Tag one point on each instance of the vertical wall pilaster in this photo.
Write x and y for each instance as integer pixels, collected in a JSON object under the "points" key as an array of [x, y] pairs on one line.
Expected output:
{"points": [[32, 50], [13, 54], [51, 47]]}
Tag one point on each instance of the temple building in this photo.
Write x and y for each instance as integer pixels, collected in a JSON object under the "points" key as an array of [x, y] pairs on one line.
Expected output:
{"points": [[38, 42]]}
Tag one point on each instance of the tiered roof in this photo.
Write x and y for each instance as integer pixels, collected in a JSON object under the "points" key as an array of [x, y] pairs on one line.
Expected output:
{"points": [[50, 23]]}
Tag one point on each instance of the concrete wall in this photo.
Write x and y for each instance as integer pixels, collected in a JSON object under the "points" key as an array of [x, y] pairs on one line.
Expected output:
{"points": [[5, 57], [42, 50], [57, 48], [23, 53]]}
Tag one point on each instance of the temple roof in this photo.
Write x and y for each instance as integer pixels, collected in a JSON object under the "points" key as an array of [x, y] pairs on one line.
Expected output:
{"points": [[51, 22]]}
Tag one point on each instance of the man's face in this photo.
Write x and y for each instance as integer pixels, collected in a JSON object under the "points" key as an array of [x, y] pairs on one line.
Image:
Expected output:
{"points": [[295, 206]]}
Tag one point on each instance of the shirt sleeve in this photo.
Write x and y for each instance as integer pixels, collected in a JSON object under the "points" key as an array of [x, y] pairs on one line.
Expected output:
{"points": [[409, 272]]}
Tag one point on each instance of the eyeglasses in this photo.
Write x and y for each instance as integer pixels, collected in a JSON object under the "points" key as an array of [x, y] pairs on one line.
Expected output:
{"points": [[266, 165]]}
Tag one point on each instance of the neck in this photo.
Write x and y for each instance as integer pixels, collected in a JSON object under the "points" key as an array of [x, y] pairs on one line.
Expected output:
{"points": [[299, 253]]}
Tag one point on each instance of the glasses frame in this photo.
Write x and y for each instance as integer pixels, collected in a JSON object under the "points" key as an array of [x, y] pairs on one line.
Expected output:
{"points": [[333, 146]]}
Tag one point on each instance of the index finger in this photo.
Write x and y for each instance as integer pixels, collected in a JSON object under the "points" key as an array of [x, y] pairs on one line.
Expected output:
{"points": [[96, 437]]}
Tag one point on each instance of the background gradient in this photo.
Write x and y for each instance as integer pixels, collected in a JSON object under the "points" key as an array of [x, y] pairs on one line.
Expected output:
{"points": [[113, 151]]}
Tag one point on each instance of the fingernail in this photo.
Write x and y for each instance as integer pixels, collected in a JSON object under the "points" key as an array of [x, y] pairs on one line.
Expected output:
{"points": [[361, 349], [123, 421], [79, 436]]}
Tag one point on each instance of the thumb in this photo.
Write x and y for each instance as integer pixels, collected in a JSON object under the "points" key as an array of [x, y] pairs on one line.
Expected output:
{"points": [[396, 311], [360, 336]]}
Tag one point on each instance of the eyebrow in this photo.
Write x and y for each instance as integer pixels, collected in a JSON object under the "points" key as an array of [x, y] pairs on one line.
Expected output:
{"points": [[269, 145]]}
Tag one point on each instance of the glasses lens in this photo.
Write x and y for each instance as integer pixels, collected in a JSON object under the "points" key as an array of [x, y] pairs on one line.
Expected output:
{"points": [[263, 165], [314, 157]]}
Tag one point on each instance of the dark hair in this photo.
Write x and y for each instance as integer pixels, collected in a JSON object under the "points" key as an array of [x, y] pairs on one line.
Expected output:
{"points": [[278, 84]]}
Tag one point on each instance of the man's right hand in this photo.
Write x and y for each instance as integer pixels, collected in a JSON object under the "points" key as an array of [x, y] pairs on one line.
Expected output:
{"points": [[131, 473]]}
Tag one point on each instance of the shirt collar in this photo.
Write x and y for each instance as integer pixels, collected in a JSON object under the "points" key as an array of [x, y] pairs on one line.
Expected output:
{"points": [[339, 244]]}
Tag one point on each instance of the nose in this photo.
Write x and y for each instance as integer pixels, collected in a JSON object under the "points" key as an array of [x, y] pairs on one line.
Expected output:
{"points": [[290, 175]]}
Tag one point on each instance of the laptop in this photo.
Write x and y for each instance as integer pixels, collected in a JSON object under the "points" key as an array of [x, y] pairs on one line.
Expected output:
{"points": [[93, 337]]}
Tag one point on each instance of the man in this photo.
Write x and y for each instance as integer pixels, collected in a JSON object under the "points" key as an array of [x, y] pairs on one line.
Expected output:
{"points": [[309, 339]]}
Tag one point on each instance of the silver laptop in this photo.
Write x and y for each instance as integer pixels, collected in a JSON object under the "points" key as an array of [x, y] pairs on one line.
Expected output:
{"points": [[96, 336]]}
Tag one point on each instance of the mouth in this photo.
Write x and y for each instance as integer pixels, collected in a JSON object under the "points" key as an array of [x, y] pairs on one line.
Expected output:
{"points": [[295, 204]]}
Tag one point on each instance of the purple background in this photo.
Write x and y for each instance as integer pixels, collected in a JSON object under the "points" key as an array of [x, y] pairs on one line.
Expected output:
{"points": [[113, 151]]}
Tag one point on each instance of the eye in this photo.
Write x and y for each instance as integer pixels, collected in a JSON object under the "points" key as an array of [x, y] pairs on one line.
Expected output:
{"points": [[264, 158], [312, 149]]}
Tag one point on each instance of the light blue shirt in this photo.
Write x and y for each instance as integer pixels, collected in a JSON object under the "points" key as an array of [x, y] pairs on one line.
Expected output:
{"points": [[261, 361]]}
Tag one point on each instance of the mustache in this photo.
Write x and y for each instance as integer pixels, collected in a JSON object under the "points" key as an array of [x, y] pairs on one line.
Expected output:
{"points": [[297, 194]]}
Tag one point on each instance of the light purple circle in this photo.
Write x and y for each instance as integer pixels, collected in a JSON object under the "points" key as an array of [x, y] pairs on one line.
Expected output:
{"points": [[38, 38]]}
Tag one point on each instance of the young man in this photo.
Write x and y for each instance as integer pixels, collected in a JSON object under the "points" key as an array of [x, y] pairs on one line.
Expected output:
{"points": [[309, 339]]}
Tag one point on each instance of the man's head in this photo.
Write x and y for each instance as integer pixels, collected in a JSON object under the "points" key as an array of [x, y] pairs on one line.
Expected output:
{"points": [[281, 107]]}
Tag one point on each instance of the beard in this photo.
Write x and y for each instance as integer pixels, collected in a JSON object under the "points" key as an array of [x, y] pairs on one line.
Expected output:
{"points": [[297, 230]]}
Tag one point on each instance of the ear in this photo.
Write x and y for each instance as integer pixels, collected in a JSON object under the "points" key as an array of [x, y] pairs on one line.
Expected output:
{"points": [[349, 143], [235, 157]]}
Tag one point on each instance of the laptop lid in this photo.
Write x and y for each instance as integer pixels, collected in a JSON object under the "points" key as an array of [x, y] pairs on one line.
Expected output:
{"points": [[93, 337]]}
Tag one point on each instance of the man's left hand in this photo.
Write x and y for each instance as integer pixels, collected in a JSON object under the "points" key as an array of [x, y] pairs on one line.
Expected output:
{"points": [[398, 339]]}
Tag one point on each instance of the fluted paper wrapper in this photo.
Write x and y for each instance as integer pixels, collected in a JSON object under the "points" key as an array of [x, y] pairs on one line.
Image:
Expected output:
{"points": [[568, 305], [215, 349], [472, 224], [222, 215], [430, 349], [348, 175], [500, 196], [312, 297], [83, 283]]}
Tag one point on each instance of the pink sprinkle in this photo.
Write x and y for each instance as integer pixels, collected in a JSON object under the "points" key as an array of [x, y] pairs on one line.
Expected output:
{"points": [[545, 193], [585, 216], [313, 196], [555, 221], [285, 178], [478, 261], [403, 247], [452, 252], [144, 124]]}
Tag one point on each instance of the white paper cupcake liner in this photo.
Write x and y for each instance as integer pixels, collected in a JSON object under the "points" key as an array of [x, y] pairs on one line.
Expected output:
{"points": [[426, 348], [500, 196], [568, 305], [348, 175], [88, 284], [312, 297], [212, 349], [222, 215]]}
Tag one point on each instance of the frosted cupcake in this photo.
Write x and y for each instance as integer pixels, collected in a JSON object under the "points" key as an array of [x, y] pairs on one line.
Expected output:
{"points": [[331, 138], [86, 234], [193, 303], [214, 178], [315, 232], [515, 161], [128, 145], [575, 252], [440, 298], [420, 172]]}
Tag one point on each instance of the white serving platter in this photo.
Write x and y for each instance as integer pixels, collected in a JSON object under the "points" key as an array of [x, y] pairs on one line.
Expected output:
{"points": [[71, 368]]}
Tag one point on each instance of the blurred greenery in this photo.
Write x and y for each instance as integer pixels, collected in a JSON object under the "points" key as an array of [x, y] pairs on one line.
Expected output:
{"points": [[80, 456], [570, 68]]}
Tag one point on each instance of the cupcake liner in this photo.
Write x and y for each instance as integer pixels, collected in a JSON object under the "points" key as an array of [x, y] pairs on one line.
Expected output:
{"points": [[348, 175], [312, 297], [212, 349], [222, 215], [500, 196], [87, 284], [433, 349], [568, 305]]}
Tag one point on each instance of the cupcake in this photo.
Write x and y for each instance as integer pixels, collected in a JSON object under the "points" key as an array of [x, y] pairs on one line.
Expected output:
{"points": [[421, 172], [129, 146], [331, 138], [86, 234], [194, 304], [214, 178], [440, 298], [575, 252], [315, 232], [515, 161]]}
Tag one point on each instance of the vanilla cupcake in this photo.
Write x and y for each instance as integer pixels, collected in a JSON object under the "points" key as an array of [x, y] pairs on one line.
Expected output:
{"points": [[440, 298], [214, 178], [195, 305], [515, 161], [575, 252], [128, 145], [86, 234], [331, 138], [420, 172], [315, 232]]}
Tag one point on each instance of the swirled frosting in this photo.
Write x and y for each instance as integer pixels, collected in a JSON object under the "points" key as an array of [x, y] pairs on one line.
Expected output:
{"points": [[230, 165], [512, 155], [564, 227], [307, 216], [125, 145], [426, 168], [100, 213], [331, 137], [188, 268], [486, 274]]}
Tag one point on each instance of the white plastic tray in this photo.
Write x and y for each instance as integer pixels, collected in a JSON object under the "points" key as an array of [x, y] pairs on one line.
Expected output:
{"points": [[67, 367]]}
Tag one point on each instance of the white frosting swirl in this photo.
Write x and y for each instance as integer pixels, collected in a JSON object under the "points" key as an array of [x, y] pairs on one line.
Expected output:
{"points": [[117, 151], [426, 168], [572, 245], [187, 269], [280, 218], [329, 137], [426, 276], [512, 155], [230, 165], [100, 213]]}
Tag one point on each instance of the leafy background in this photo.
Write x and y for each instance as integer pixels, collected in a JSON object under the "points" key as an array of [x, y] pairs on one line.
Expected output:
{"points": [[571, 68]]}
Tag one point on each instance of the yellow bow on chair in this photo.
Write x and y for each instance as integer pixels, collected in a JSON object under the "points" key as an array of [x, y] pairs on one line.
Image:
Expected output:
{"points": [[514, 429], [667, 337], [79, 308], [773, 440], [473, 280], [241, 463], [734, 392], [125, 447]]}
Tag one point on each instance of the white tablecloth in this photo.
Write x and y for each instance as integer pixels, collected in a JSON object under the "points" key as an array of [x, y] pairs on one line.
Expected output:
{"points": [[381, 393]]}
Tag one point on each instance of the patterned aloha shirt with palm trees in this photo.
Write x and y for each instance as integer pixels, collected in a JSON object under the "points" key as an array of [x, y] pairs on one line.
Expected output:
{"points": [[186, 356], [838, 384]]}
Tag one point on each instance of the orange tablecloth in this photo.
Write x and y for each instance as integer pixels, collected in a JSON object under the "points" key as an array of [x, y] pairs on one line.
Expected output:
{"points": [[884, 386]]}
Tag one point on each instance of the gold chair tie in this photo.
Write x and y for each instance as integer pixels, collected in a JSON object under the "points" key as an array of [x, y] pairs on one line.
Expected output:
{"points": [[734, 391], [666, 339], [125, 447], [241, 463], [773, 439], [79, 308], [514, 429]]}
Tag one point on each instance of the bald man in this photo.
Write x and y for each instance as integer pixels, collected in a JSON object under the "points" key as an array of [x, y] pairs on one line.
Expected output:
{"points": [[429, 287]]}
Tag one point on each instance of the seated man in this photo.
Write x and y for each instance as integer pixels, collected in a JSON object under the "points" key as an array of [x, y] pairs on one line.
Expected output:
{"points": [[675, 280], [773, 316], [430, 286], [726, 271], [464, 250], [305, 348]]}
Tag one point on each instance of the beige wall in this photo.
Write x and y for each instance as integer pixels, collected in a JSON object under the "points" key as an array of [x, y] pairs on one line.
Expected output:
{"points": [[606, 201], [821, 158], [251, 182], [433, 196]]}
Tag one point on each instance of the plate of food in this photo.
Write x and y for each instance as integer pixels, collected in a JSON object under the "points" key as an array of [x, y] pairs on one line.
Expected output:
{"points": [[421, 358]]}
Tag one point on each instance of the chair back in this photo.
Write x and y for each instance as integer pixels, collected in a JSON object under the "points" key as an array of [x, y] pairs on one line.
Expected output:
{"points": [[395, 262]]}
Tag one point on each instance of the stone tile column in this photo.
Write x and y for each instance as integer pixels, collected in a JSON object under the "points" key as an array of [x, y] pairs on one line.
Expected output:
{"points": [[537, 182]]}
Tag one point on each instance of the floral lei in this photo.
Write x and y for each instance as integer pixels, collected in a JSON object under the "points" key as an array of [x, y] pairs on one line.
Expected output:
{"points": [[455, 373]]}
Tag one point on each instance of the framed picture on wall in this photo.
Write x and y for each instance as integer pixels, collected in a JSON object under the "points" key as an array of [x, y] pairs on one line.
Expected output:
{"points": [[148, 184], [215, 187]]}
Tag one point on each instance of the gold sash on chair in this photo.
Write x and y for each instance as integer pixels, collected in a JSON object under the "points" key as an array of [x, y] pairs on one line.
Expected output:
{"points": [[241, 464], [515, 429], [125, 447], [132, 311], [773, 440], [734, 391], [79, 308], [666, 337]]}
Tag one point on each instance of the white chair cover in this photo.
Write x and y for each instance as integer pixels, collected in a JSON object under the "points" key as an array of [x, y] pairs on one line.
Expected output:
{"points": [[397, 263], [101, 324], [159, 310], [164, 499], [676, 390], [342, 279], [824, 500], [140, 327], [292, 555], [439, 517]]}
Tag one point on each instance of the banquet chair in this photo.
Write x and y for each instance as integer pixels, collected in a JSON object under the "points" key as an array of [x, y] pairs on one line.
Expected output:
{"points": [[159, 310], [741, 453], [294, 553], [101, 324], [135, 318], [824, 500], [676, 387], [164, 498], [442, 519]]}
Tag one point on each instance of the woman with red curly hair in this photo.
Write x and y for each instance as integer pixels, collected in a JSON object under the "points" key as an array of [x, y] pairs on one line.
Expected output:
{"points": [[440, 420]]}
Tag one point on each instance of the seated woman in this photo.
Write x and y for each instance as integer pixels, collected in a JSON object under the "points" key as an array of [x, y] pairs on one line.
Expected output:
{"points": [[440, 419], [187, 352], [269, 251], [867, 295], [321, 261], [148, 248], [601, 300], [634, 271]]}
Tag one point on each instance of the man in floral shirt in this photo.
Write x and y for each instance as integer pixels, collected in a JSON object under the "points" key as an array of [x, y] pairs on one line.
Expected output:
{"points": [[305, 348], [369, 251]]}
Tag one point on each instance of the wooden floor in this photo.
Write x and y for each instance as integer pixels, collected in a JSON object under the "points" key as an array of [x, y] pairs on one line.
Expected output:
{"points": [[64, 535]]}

**Exercise instructions:**
Print again the lines of the entries above that fall between the line holding "Tag one point on each instance of the white frosting" and the line holding "Tag one point on each instance of the white tablecloth", inclusive, exactly as they stand.

**Output:**
Tag one point on each instance of the white frosting swirl in this photo.
Write x and y for each instance as integer pixels, collected in a JSON object under the "points" key as an array of [x, y] pairs on one line.
Expected output:
{"points": [[117, 151], [426, 168], [572, 245], [187, 269], [280, 218], [329, 137], [426, 276], [512, 155], [230, 165], [100, 213]]}
Tag one point on each instance of the leafy background in this photo.
Write x and y for each instance as integer pixels, collected in a JSON object under the "points" key as an array of [x, y] pairs on one line.
Expected output:
{"points": [[571, 68]]}
Tag one point on each instance of the yellow bow on chair in this photo.
Write x and y for each instance as integer pixels, collected in a JSON object under the "points" key as an array of [x, y] pairs on one line.
Image:
Expected output:
{"points": [[514, 429], [667, 337], [79, 308], [773, 440], [473, 280], [241, 463], [734, 392], [125, 447]]}
Tag one point on each instance of the white tablecloth in this photo.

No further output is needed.